#### [Direction]
Gather and copy out every line in the rows below that contains the string "Return".

Stored records
◆ ◆ ◆ ◆ ◆ ◆ ◆

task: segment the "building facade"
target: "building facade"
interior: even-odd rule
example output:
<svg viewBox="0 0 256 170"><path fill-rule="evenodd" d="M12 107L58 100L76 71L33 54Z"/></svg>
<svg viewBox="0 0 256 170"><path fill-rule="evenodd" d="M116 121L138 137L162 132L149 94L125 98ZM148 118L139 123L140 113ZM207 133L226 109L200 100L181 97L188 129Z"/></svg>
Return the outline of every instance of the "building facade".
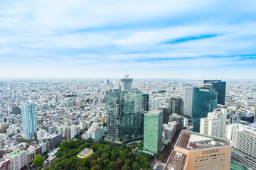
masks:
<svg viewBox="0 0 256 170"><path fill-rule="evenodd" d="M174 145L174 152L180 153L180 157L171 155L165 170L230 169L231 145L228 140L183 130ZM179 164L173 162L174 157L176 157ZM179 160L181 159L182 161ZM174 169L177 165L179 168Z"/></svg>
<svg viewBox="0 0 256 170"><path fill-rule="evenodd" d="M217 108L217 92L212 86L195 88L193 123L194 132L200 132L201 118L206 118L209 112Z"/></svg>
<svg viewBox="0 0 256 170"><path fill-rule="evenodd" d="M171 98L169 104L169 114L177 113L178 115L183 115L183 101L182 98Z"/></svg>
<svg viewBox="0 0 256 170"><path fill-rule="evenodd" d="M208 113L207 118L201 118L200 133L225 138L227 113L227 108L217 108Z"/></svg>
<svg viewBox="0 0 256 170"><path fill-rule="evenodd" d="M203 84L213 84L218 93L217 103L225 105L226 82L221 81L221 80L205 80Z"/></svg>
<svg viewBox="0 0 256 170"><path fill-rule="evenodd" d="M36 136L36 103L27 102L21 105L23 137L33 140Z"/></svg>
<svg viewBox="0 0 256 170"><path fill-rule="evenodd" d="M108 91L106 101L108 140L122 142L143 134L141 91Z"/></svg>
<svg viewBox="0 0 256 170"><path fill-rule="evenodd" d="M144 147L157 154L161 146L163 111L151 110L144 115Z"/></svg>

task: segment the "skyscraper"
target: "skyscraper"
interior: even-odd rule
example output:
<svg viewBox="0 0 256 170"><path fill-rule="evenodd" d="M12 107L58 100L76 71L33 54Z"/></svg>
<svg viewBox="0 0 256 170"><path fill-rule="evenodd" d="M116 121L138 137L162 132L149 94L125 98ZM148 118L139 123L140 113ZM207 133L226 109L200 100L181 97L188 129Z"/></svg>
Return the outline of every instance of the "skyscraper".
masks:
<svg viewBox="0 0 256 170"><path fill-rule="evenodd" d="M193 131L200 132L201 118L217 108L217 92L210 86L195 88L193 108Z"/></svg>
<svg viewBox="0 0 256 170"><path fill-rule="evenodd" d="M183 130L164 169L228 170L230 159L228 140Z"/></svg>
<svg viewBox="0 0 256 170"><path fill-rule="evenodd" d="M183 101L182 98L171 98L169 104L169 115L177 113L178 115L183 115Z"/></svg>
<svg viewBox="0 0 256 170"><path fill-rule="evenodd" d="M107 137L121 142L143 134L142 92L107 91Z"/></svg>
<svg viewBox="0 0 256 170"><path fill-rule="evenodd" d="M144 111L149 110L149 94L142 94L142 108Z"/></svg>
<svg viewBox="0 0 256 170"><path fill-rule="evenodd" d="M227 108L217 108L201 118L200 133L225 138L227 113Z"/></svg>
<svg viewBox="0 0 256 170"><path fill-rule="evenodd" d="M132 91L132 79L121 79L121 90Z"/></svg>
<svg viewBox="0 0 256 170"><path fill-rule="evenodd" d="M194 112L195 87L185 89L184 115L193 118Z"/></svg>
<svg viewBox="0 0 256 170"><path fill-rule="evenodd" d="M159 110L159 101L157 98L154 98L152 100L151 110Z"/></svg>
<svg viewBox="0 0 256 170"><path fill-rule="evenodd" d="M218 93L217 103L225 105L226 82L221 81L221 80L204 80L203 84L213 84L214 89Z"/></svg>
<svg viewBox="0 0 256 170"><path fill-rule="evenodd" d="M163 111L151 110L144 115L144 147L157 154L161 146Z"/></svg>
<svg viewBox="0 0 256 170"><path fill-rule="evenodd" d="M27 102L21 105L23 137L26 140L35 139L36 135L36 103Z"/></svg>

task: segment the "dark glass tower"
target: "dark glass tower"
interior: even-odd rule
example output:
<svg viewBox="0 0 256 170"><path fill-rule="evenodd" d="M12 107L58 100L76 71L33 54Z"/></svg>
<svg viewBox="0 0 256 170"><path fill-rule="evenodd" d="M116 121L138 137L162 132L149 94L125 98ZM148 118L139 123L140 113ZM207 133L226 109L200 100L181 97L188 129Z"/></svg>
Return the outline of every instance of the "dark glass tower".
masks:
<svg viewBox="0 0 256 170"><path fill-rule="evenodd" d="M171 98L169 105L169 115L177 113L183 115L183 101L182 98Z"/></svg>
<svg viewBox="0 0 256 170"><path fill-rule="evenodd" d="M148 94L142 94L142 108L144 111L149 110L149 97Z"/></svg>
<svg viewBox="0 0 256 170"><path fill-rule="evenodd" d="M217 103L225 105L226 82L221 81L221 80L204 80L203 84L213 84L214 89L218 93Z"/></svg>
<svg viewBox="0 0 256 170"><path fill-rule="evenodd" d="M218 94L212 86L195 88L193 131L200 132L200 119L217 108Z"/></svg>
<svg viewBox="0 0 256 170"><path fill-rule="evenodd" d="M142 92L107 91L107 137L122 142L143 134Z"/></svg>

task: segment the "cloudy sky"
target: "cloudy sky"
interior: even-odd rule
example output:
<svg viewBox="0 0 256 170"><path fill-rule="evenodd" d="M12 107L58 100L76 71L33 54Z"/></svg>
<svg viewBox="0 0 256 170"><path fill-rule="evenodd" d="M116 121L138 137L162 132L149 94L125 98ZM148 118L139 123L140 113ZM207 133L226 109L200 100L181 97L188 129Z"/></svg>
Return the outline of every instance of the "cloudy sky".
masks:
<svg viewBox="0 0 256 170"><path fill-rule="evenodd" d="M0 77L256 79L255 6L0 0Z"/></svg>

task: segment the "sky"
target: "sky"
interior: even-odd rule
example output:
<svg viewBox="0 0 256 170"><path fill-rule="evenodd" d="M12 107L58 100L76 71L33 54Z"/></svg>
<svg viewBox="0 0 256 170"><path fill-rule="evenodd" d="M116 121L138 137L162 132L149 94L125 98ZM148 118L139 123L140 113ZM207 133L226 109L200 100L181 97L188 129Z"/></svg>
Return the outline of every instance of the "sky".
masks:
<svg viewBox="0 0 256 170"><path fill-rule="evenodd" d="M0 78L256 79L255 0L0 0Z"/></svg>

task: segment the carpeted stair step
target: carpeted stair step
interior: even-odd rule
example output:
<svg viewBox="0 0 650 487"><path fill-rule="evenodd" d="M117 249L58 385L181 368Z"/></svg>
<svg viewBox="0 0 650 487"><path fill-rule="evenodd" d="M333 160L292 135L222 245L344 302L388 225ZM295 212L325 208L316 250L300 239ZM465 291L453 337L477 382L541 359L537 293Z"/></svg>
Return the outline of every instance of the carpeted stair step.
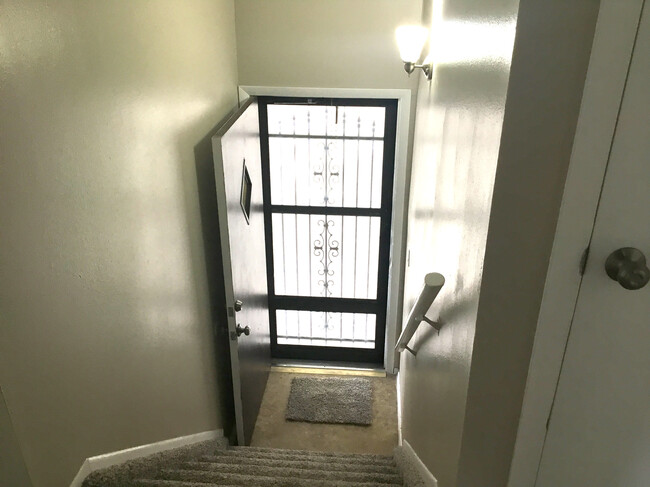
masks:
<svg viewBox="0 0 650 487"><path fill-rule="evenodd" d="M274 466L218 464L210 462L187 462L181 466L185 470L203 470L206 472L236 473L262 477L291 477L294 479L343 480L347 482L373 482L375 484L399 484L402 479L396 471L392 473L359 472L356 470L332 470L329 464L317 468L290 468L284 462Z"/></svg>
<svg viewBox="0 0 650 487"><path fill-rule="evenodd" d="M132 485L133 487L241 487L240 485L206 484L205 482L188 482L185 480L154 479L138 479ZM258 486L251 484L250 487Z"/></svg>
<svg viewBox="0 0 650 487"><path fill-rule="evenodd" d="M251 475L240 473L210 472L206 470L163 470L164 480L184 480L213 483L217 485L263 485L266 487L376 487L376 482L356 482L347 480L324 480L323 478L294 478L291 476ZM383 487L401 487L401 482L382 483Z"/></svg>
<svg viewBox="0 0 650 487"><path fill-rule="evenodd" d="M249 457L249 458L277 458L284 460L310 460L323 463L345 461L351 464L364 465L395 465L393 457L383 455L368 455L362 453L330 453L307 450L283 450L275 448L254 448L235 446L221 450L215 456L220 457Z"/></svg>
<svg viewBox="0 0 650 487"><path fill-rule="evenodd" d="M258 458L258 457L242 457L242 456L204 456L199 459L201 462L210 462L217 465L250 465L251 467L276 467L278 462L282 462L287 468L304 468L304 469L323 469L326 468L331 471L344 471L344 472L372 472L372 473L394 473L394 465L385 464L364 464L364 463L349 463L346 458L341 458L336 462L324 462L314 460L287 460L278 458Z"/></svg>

◆ ◆ ◆ ◆ ◆ ◆ ◆

#### [Task answer]
Return the outline of every instance of the "building facade".
Return the outline of every instance of the "skyscraper".
Return the outline of every instance of the "dark glass tower".
Return the outline of every instance of the "cloudy sky".
Return the outline of every instance of the "sky".
Return the outline of every instance of the carpeted stair step.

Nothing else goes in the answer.